- To-do list
[1] Summarize the free-throw physics thread in two sentences.
[2] Reproduce the free-throw physics thread from "I didn’t do" up to and including "try and help?".
[3] Write the next part of the free-throw physics thread, picking up after its final comment.

- Article
----------------
I can't see any reason why you use the distance from the free throw line to the backline in the equation. I would argue that you should use the the distance from the free throw line to directly under the middle of the basket. Otherwise you would get some extra length.
Carl Johansen I would suggest you read previous comments particularly the one noting "it's not a perfect model" the narrator does state from the basket to the free throw line, the animation appears to extend a little further, but that could just be parallax error because of the vantage point of the camera. In either case it's a reasonable approximation for the course and demonstrates some concepts related to projectile motion.
If your referring to the range equation that only works when the vertical displacement is zero. Since the basket and the launch point are at different elevations the range equation does not work for this type of problem. Similar to being launched of a cliff or onto a cliff at different elevations. This students solution has several simplifications that make it an imperfect description but not using the range equation is not one of them. If your just referring to the kinematic projectile motion equations generally then those are the ones that are used, although the variables may be slightly different depending on the teacher/country.
This formula has alot of flaws, firstly if the velocity of the ball is 0 then it isn't a final velocity because it is still in it's max height. Final velocity should be in negative. Secondly, when shooting a ball, the arm extends which gives additional height in the y direction.
The formulas do not have any flaws and match current kinematic formulas for constant acceleration. The velocity in the y direction is zero, I believe the student made this specification in the described solution. In this description the claim is that the maximum height occurs at the rim. It is a simplified explanation for a first year physics course and not intended to fully model the actual shot, not because it can’t be done but because the course this student took didn’t require those types of models be explained. A better model would treat the trajectory as an arc and have the maximum height between the shooter and the hoop but this explanation does not apply that detail.
i really enjoyed the video but why did u use the displacement between the hoop and player as the displacement when the final velocity is 0 instead of using the maximum vertical displacement when the ball is at the highest point?
Omar Nadeem the hypotenuse your describing would be the actual displacement of the ball from its initial position to the basket but when describing the parabolic motion of a projectile the strategy is to separate the vertical and horizontal descriptions of motion and work with them separately. That is why the student used the x and y displacements separately and didn’t use the hypotenuse your describing.
initial velocity can't be 13.8 m/s because you plugged the wrong time value 0.44s...the ball must do all the trajectory and then find the time for horizontal velocity which is bigger than 0.44s value
I’m not exactly sure what your referring to but for the video explanation given the time should be 0.44 sec. It is a simplified description of the shot and not actually what a basketball player would do because you would want the apex to be between the basket and the player but for this explanation the student made the basket the apex and for the high school curriculum it was related to that is an appropriate simplification.
@@DigitalLawson so you say that you took the distance player - apex (which apex is the rim), as it was the full trajectory of the ball right?and therefore you plugged the time value related this trajectory..because of simplification of the problem,right?
I didn’t do anything, this was a student in my class that created an example scenario for this type of problem. He describes in detail what he did as part of his explaining the process in the video. You might review some of the previous comments related to the content and see if they help? Or clarify what the question is and I can try and help?
----------------
- Supplied information
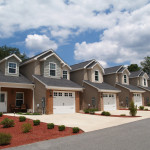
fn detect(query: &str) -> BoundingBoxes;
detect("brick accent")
[46,90,53,114]
[75,92,80,112]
----------------
- Outputs by task
[1] Commenters question a student's video model of a basketball shot, challenging the distance used, the zero vertical velocity at the rim, the choice of displacement, and the 0.44 s time value. Replies from the student's teacher defend it as a simplified model for a first-year physics course that makes the rim the apex and treats horizontal and vertical motion separately, while granting that a better model would place the maximum height between the shooter and the hoop.

[2]
I didn’t do anything, this was a student in my class that created an example scenario for this type of problem. He describes in detail what he did as part of his explaining the process in the video. You might review some of the previous comments related to the content and see if they help? Or clarify what the question is and I can try and help?

[3]
I did look at the video again and if you use the altitude difference between the rim and the player and the acceleration due to gravity and the vertical velocity of zero at the rim the time of flight is 0.437768 sec which is appropriately rounded to 0.44 sec. I am still not seeing what the confusion is?
Are you asking how a game that involves launching a ball and getting it to land in a very specific location might be related to a topic in physics that describes how objects that are launched can be modeled and predict exactly where they will land, how fast they are moving, the time it takes to get there, along with other relevant descriptions of motion? If that is your question I would say basketball relies on projectile motion for a team to earn points and projectile motion is a model of how the ball behaves when launched towards the rim.
Reenz Lucero I think the student just used a rough approximation. There are several simplifications in the video and I’m not sure if he measured or just guessed the launch angle.
you could find the angle by using the horizontal initial velocity and the vertical initial velocity. you can use tangent to find the angle which is tangent^-1( y initial velocity/ x initial velocity) = tangent^-1 (4.29/13.18)=18.02971507
If you mean how to do the algebra to isolate a variable there are lots of videos on the topic. It’s the only kinematic equation that doesn’t require time, if you do a Google or UA-cam search for how to solve the kinematic equation that’s doesn’t have time in it you should find lots of resources that go over the order of operations and how to utilize algebraic tools. The steps are exactly the same as solving any other algebra problem just the variables and values are specific to this topic in physics. The student chose to not extend the time further by showing each step of the algebra.
This is a simplified description and air drag is negligible because of ratio of mass to surface area and max velocity reached. Friction from the hand is irrelevant because we are describing the motion as a projectile or while in the air and contact with the hand was prior to that motion. Although even if we considered friction it would only be relevant if we were interested in the force needed to cause the initial velocity and rotation of the ball during flight. The air pressure of the ball isn’t relevant as long as it’s sufficient to keep it a spherical shape, unless we were considering it making contact with the backboard, rim, floor, or hand. I am not sure why you are under the impression any of those factors determine the motion of a projectile while flying through the air?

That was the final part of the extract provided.